* _WHAT THE EXERCISE ASKS_
Copy everything from the start of the entries down through the line containing "494 3 L 494", including that line.

Extracted entries

========================

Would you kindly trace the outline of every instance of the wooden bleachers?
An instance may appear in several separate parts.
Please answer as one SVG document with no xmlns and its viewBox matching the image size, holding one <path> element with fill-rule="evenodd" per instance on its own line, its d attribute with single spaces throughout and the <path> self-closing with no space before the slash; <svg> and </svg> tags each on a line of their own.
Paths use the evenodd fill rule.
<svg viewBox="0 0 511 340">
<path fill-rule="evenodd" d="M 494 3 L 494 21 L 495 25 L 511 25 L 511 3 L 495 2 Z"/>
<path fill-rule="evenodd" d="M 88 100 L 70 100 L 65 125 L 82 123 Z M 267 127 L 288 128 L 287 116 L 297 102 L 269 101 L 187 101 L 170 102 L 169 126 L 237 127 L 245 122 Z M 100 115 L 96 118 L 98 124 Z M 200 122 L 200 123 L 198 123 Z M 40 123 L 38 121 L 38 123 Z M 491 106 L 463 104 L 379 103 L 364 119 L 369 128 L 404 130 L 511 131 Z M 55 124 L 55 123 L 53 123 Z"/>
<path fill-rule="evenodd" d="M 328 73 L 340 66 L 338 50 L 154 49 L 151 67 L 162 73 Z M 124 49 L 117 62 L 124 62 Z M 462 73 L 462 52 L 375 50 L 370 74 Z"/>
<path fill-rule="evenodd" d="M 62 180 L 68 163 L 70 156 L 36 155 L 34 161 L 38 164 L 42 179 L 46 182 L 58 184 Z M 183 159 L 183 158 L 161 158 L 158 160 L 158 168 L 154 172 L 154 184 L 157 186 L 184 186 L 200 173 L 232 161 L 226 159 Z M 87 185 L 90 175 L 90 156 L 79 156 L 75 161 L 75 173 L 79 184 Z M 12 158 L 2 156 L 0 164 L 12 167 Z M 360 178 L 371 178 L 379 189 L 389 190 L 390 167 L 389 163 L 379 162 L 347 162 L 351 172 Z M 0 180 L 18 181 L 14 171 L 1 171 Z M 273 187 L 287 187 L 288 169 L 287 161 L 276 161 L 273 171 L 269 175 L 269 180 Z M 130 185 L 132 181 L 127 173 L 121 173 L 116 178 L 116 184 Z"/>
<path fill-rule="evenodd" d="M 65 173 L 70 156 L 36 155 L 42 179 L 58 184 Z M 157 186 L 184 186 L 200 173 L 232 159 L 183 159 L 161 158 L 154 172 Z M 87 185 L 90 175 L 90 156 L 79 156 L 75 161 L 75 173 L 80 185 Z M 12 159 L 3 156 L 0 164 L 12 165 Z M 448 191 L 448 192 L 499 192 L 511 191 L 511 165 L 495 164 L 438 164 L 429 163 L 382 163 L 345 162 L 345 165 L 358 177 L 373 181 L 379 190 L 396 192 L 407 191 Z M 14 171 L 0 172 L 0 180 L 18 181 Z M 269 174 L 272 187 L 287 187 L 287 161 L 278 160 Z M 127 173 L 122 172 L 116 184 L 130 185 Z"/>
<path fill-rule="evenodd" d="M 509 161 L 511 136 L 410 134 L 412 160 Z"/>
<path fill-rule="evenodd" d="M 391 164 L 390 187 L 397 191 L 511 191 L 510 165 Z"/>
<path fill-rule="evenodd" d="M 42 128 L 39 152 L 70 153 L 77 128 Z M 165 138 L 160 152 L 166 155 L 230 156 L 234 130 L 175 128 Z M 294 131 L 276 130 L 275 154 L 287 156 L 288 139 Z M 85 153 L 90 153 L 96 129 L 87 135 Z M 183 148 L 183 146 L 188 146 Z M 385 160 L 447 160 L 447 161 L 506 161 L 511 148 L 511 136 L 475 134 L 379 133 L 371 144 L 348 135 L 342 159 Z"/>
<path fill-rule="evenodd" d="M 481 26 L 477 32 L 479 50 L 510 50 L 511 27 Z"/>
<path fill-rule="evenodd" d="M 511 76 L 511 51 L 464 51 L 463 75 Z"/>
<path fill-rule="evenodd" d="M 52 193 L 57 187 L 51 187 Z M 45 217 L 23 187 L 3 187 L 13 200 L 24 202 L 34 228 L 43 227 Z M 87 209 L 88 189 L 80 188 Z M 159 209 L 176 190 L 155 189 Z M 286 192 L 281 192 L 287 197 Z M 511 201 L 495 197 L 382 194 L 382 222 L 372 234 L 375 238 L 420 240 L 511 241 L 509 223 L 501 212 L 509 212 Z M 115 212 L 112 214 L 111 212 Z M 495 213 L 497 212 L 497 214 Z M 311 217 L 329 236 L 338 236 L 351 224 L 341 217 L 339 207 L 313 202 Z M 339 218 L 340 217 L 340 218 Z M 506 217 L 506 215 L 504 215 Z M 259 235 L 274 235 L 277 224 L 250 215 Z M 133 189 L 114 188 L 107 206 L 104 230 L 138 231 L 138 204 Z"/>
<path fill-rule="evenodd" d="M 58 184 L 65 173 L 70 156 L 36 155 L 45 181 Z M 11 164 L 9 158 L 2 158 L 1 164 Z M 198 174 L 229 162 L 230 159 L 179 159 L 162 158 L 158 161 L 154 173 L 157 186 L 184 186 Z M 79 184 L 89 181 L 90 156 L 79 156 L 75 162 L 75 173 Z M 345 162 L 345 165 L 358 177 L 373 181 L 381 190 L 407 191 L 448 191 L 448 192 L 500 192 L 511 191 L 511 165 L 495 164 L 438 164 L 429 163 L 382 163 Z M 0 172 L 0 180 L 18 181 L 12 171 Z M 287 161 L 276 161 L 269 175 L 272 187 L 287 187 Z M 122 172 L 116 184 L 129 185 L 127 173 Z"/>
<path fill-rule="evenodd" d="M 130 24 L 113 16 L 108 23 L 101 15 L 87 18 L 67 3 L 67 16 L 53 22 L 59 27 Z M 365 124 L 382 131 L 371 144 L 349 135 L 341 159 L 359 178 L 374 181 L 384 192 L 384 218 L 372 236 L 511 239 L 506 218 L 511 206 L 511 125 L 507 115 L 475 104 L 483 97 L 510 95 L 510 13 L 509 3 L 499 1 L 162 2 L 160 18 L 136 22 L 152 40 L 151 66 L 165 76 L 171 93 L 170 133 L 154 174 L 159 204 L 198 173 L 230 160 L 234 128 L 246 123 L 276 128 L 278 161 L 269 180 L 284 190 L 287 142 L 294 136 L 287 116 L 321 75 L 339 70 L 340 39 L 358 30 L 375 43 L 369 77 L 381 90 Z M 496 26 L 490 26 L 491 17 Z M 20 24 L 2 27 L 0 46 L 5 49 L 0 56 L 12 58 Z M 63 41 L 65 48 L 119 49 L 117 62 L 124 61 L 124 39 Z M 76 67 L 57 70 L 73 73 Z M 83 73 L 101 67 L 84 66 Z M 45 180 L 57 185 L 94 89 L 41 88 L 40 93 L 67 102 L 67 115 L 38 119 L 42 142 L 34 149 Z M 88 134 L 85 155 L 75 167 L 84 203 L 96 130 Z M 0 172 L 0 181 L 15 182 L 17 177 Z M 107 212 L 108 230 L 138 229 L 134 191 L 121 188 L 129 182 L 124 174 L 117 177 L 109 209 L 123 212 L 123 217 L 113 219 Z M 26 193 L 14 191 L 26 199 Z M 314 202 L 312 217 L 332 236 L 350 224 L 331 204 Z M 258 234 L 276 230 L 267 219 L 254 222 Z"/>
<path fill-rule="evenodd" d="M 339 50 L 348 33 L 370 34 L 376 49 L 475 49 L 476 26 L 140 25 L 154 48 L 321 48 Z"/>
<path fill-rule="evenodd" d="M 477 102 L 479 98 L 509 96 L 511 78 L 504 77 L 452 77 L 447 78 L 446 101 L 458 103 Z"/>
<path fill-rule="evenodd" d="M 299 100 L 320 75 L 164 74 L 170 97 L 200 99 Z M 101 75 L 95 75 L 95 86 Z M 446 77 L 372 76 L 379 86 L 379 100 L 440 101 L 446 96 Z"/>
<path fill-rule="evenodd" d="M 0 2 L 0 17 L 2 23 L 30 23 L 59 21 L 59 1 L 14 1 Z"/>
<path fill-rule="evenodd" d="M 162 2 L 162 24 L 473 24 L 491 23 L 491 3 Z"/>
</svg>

========================

* _TASK RESULT_
Would you kindly trace the outline of every instance of the wooden bleachers?
An instance may appear in several separate parts.
Please answer as one SVG document with no xmlns and its viewBox matching the image size, holding one <path> element with fill-rule="evenodd" per instance on its own line, its d attribute with single spaces throughout and the <path> self-closing with no space before the slash; <svg> and </svg> tags each on a line of their own.
Paths use the evenodd fill rule.
<svg viewBox="0 0 511 340">
<path fill-rule="evenodd" d="M 494 3 L 494 21 L 495 25 L 511 25 L 511 3 L 495 2 Z"/>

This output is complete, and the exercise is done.